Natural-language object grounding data
○ ○ ○ ○

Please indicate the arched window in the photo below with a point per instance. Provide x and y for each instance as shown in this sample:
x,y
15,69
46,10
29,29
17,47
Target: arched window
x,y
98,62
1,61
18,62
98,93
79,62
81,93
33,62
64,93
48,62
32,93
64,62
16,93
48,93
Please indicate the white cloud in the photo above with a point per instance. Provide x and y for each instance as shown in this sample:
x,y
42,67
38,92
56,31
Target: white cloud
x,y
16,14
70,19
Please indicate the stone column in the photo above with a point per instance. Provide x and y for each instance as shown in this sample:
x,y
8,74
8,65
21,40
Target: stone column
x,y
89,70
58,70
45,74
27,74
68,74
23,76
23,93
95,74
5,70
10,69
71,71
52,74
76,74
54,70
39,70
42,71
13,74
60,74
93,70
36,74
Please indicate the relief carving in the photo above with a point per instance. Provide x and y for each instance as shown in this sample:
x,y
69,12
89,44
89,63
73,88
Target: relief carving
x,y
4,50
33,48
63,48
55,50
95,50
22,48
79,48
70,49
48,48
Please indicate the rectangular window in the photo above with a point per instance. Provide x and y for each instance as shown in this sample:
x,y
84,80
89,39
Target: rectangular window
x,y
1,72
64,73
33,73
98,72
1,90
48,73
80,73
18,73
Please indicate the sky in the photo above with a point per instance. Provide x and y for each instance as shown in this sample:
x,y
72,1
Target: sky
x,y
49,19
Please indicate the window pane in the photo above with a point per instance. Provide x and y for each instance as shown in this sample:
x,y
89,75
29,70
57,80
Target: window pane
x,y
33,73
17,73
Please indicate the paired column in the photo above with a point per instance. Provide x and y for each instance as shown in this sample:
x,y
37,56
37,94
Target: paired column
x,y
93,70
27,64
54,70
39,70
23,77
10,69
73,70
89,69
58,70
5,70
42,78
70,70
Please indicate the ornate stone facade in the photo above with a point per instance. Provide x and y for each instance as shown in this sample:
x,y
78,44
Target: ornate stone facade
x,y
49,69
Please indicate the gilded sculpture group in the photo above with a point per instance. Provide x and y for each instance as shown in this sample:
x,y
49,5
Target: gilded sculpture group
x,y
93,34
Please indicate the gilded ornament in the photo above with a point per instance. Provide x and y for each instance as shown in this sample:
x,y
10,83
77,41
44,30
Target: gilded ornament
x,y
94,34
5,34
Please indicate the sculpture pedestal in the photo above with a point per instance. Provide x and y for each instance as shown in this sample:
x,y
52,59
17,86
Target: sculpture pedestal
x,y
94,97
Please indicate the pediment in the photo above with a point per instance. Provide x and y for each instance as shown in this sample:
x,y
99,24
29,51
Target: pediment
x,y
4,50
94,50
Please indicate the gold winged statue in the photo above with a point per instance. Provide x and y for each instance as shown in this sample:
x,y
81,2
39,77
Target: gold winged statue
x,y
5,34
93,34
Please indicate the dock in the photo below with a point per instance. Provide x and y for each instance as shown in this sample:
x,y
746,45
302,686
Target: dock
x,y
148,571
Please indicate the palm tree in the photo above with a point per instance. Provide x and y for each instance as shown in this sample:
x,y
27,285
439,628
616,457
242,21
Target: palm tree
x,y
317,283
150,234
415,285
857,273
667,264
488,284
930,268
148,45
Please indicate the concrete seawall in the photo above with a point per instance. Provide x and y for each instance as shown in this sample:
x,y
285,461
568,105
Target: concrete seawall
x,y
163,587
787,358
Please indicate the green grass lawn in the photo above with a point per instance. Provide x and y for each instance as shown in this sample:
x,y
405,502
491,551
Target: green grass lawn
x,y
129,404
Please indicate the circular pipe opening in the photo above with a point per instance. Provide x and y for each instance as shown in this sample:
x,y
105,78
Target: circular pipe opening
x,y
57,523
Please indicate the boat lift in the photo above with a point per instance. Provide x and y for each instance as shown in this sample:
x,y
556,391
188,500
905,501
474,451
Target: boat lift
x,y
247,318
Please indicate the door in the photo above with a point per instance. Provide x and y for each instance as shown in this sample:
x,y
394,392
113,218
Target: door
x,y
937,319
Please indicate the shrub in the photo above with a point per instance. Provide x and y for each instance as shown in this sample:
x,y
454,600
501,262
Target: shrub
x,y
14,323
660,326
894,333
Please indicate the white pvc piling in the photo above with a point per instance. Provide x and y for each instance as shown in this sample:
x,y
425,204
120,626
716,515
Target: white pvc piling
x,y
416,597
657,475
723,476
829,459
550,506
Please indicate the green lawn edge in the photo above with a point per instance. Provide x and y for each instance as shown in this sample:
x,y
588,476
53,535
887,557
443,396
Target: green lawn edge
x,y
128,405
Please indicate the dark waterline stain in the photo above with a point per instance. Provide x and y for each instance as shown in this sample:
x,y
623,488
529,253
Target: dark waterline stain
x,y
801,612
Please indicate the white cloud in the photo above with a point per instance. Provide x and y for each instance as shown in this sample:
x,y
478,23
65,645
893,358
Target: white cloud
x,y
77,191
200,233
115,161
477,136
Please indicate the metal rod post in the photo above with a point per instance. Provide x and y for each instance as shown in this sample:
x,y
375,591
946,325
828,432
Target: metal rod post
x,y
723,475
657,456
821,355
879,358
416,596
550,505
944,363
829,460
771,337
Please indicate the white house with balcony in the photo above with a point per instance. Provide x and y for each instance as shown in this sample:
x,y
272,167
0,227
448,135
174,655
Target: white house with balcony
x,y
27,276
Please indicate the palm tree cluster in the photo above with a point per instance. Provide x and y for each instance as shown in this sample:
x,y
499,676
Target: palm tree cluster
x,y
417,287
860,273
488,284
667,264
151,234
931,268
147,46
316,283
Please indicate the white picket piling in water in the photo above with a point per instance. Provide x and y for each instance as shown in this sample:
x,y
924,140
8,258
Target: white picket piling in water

○ ○ ○ ○

Wherever a line above contains the string "picket", copy that line.

**Solution below**
Please indicate the white picket piling in water in the photo above with a point per instance. Provide x and y for each instance as shown in this sample:
Target: white picket piling in water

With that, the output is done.